*Text segment*.
++++++++
This review has focused on cannabinoids as agents acting on the eCB system in the cerebellum; moreover, the modulation of CB1Rs has been highlighted. It may transpire that, for exogenous compounds, targeting alternative modes of action offers improved therapeutic potential in diseases such as ataxia. The last few years have seen increasing calls for the use of medical marijuana to treat a range of disorders; of course, use of marijuana is intimately associated with psychoactive effects of the CB1R partial agonist Δ9‐THC. Therapeutically, a more attractive option may be use of non‐psychoactive pCBs. Thus, CBD and cannabidivarin (CBDV) have reported utility in epilepsy and, potentially, other CNS disorders (Hill et al. 2012 b, 2013; Devinsky et al. 2014). The demonstration that Sativex can improve motor activity in multiple sclerosis (Feliú et al. 2015) is consistent with beneficial effects of a CB1R activator (Δ9‐THC) in combination with CBD as a potential ameliorating agent for unwanted Δ9‐THC effects (McPartland et al. 2015); for example, CBD alone was also effective in improving motor deficits, potentially via an action on peroxisome proliferator‐activated receptor γ (PPARγ) receptors (Feliú et al. 2015). In this regard, CBD has recently been awarded orphan drug status for the severe childhood epilepsy Dravet syndrome and is currently progressing well through clinical trials. CBD and CBDV have only low affinity at CB1Rs and CBD has been proposed, amongst other possibilities, to act at alternative GPCRs or at transient receptor potential ion channels or, possibly, to augment eCB tone via effects on metabolic enzymes (Hill et al. 2012 a; McPartland et al. 2015). A recent study has proposed that CBD, as well as having CB1R‐independent actions, may also act as a CB1R negative allosteric antagonist (Laprairie et al. 2015); therefore, CBD may share useful properties of this class of agents discussed above. It is also of interest that the hypophagic effects of the allosteric antagonist Org27569 have been suggested to occur independently of CB1Rs (Ding et al. 2014; Gamage et al. 2014). Thus, the use of cannabinoids with CB1R‐independent and/or allosteric actions should also be considered.
++++++++
[Items from a data source]

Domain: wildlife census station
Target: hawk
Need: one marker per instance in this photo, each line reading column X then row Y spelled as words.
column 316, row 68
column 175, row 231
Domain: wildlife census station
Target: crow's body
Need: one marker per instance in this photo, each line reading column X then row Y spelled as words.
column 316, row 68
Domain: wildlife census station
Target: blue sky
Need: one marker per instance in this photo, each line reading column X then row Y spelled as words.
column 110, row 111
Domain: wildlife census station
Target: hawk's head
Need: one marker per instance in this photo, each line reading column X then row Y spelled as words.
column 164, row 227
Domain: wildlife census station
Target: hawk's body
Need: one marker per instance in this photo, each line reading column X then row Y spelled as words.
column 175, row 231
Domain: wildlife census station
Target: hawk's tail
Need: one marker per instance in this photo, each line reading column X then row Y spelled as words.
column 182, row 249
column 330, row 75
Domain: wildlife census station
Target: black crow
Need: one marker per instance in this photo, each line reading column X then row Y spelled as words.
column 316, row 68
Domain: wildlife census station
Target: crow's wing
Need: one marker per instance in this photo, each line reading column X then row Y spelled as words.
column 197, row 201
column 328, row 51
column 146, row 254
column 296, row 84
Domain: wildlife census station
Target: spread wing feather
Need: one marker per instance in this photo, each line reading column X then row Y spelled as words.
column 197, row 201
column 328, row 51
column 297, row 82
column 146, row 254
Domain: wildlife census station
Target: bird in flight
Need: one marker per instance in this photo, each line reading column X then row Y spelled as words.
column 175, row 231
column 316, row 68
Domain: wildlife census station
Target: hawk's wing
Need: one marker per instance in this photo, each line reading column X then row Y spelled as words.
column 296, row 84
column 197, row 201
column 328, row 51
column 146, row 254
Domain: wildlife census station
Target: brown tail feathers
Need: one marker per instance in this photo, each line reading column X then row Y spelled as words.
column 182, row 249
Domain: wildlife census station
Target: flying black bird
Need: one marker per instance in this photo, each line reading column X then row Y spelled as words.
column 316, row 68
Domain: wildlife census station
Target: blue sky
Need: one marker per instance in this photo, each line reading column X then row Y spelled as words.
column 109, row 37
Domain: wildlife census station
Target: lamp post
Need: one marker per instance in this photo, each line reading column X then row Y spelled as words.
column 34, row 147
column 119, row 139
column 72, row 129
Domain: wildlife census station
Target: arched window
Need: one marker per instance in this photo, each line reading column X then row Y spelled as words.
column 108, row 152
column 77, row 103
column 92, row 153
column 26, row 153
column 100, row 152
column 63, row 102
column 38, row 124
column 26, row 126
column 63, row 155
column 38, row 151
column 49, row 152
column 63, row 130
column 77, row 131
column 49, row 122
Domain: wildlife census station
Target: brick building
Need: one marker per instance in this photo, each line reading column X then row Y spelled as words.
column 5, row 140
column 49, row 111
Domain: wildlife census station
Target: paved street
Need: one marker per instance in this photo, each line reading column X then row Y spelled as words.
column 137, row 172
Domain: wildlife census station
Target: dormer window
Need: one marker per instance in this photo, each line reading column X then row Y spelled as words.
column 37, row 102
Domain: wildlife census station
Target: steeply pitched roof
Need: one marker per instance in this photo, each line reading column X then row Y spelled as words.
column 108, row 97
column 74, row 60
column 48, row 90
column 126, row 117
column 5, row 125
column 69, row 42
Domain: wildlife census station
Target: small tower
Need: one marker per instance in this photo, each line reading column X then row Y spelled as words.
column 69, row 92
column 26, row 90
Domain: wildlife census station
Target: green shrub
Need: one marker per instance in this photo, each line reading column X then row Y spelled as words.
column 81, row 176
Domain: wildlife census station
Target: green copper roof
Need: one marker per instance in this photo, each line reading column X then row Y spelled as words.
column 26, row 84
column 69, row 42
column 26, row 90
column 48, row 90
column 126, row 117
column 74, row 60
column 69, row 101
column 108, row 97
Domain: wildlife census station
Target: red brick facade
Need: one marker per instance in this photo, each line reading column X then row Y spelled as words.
++++++++
*Required action 1*. List every specific disease or syndrome named in the text on cerebellar cannabinoid targets.
*Required action 2*. Write the next part of the text on cannabinoids acting in the cerebellum, starting after its final sentence.

*Reply 1*. Ataxia, epilepsy, multiple sclerosis, Dravet syndrome

*Reply 2*.
In the future, it will be of interest in particular to test agents such as Sativex, and perhaps CBD as an individual compound, in cerebellar ataxia. There are a number of general points to consider, including whether deficits in CB1R‐mediated signalling are hallmark characteristics of different forms of ataxia, how best to target such deficits and whether aberrant cannabinergic signalling represents a useful biomarker for early or asymptomatic cerebellar ataxia. The answer to such questions will go some way to determining if modulation of the eCB system has therapeutic utility in cerebellar ataxia.

Additional information

Competing interests

The author has no conflict of interest.

Funding

Work in my group included here was supported by The Wellcome Trust and an Ataxia UK Postgraduate Fellowship awarded to Xiaowei Wang, who also received a University of Reading Postgraduate Research Studentship Award and was co‐supervised by Prof. Benjamin Whalley. I also acknowledge the support of GW Pharmaceuticals in supplying material and associated grant funding during some of this work.